### The exercise:
Reproduce the listing below from its first line through the line containing "892;474;937;518", including both ends and leaving out the pictures. Keep the requests and their format samples unchanged, but multiply every bounding box coordinate in the answers by 0.25 and round to whole numbers, with halves rounded up.

[BEGIN Material shown]

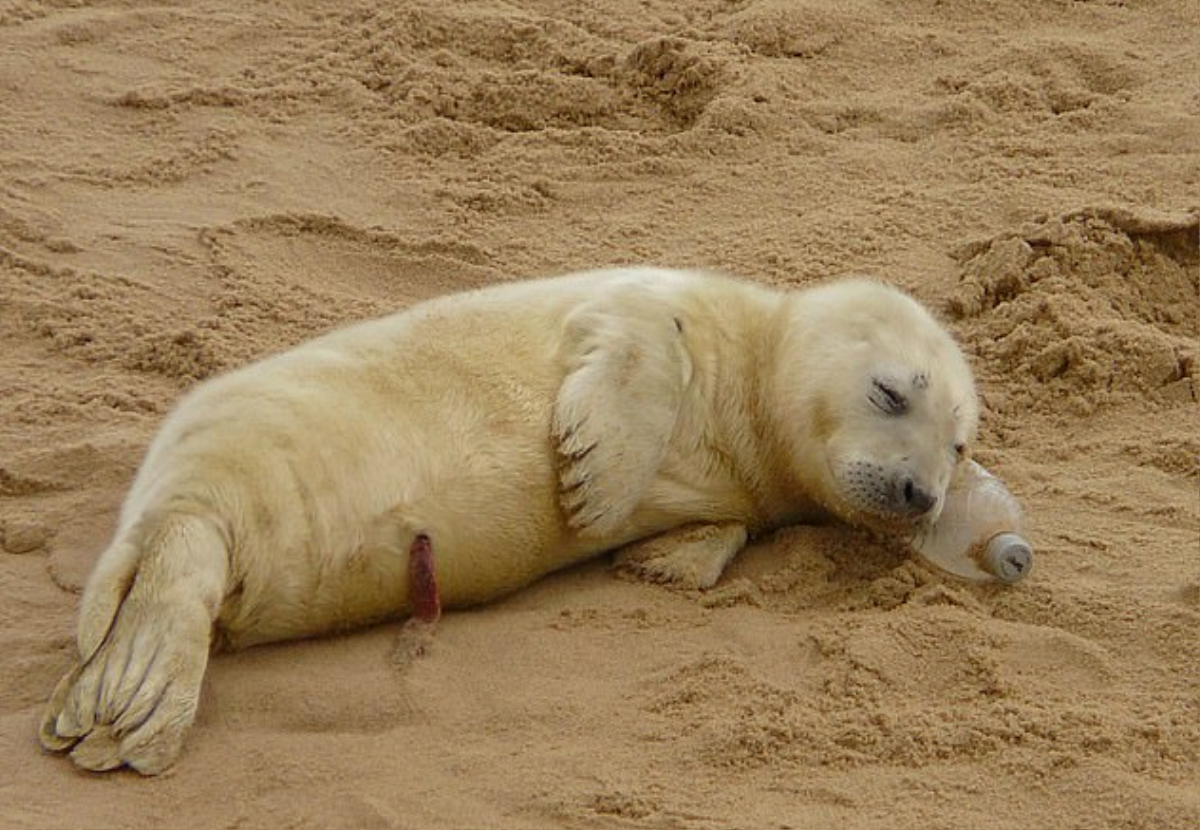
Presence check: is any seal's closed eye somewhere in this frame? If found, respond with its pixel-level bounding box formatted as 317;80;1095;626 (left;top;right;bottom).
870;378;908;415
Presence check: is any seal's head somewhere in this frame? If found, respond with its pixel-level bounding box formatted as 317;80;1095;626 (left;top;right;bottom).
780;279;979;527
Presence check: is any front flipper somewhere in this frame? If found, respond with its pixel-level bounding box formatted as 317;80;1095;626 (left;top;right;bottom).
552;282;692;539
616;522;746;590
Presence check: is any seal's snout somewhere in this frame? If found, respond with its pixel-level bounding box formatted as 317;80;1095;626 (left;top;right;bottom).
892;474;937;518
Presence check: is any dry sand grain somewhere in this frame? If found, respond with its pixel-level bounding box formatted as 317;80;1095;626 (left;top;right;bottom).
0;0;1200;830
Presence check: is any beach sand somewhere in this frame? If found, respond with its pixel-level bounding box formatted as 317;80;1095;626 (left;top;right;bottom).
0;0;1200;830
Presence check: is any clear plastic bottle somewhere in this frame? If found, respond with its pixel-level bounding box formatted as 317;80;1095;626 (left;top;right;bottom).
912;461;1033;583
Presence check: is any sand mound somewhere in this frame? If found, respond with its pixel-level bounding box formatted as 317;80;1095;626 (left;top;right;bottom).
947;209;1200;414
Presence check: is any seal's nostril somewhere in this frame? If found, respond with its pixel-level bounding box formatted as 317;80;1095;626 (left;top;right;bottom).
900;476;937;516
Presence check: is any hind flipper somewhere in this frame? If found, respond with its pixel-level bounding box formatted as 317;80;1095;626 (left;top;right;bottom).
41;515;229;775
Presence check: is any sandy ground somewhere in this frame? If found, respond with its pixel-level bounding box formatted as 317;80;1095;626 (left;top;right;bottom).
0;0;1200;830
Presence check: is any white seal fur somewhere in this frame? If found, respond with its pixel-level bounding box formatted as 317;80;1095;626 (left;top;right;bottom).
41;269;978;774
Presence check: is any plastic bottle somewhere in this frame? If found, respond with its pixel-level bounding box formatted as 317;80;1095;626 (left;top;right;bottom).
912;461;1033;583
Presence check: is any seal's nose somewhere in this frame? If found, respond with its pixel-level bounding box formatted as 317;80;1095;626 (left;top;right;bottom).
895;475;937;517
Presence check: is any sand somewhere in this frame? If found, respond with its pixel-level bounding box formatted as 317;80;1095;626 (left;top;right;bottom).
0;0;1200;830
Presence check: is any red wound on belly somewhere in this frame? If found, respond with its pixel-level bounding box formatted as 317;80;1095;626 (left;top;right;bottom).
408;534;442;623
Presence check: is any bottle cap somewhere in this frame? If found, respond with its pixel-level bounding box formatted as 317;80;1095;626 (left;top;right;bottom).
980;533;1033;583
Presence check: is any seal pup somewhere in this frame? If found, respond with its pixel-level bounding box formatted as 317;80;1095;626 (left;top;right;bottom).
41;269;978;774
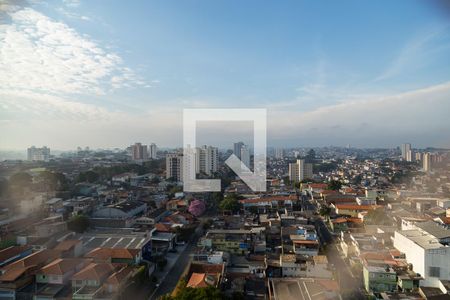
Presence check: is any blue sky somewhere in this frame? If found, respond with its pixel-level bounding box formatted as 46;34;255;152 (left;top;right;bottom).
0;0;450;149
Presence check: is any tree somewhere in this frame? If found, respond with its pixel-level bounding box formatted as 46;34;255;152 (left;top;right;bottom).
219;194;241;212
38;171;67;191
67;215;89;233
9;172;33;187
161;286;226;300
157;257;167;271
319;205;331;218
305;149;316;163
77;170;100;183
0;179;8;197
364;209;393;225
327;180;342;191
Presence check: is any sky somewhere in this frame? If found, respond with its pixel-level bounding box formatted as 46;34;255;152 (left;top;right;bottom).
0;0;450;150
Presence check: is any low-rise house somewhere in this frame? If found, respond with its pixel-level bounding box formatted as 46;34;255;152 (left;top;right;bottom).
363;265;397;293
54;240;83;258
0;250;60;299
72;263;121;300
36;258;91;285
199;229;252;255
269;278;342;300
0;246;32;268
306;255;333;279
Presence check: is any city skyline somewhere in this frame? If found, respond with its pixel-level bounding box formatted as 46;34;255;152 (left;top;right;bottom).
0;0;450;150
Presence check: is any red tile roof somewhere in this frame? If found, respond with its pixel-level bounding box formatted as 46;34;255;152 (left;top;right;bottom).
55;240;81;251
336;204;383;210
239;195;297;203
85;248;140;260
39;258;90;275
72;263;116;281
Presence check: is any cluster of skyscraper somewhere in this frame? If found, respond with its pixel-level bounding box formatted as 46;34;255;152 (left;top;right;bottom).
289;159;313;182
27;146;50;161
128;143;158;162
166;145;219;181
400;143;440;172
233;142;251;169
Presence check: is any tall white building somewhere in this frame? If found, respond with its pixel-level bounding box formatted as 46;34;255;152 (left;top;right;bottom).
166;153;183;182
401;143;411;160
197;145;219;175
406;150;415;162
233;142;244;159
394;230;450;287
27;146;50;161
131;143;148;161
289;159;313;182
422;152;431;172
240;145;251;169
275;148;284;159
148;143;158;159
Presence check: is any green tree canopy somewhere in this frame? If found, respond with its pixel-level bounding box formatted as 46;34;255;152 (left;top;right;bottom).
9;172;33;187
219;194;241;212
161;286;226;300
328;180;342;191
77;170;100;183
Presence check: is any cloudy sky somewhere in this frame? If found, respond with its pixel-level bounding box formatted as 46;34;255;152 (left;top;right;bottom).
0;0;450;150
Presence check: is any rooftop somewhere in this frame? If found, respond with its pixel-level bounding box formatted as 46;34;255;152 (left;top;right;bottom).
396;230;445;249
416;221;450;239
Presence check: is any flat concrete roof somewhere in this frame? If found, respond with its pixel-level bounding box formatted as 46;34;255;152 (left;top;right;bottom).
397;229;445;249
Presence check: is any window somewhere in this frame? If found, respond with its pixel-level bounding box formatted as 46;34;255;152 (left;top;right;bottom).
428;267;441;277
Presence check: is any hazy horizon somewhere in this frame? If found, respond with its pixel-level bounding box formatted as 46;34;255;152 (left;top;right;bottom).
0;0;450;150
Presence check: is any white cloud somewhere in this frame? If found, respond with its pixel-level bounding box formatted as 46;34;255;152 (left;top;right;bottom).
63;0;81;7
375;25;449;81
269;82;450;146
0;82;450;149
0;8;144;95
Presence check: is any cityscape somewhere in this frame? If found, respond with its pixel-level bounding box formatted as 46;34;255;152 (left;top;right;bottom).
0;0;450;300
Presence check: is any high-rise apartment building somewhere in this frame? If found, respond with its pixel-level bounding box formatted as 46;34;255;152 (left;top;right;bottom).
131;143;148;161
166;153;183;182
196;145;219;175
27;146;50;161
415;152;422;161
401;143;411;160
289;159;313;182
233;142;244;159
422;152;431;172
275;148;284;159
148;143;158;159
240;145;251;169
406;149;415;161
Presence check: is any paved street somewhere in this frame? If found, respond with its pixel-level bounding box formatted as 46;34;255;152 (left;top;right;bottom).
149;225;201;300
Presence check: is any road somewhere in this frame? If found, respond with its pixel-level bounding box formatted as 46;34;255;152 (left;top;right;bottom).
149;225;201;300
315;213;365;299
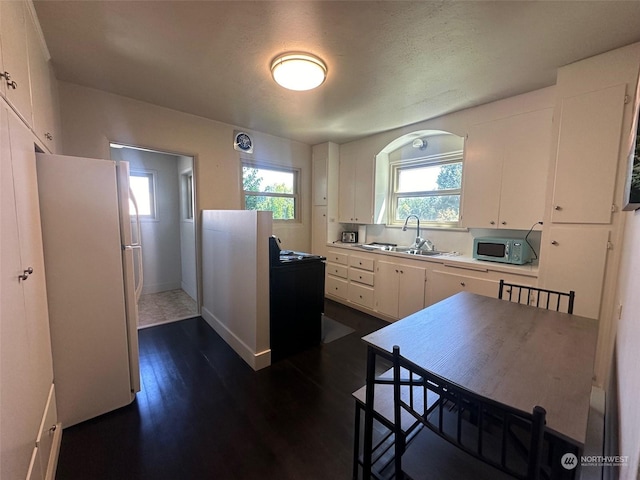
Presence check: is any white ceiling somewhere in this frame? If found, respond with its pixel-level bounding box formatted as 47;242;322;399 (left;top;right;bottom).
34;0;640;145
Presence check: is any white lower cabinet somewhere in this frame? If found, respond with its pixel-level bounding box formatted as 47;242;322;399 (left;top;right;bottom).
375;260;426;319
427;265;536;305
324;250;349;301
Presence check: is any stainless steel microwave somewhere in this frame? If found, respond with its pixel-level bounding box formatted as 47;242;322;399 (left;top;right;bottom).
473;237;531;265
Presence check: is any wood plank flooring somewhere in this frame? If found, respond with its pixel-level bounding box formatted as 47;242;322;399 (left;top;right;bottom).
56;301;386;480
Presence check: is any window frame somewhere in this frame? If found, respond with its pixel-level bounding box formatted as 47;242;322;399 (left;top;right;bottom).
240;159;302;223
387;150;464;228
129;168;159;221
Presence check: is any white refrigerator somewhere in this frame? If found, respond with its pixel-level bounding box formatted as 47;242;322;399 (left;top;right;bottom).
37;154;142;427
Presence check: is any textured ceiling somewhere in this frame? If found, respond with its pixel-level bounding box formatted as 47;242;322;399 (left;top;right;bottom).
34;0;640;145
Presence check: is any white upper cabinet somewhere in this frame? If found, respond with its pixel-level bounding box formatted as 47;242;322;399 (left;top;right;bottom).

[END Material shown]

### Exercise answer:
Presence check: is any seal's closed eye somewhere in this frame? If found, respond with its pixel-level bounding box formatted as 317;80;1095;626 (left;top;right;bottom).
218;95;227;104
Presence check: is any seal's head somewhere in this frame? If found, respond with its pixel-level bounding box formatted as 317;80;1095;626 (left;top;right;bottom).
195;70;245;132
Presence check: is any front flipper somewhere in this frame? If found, respond with its pixel-level bounding box formatted as 317;80;1095;626 (left;top;right;bottom).
138;71;173;135
154;131;187;148
Presence check: is any seal's snout somewhere in this frame? If found, respond with its pixel-level bounding box formatted as 317;80;1095;626 (left;top;right;bottom).
223;119;234;130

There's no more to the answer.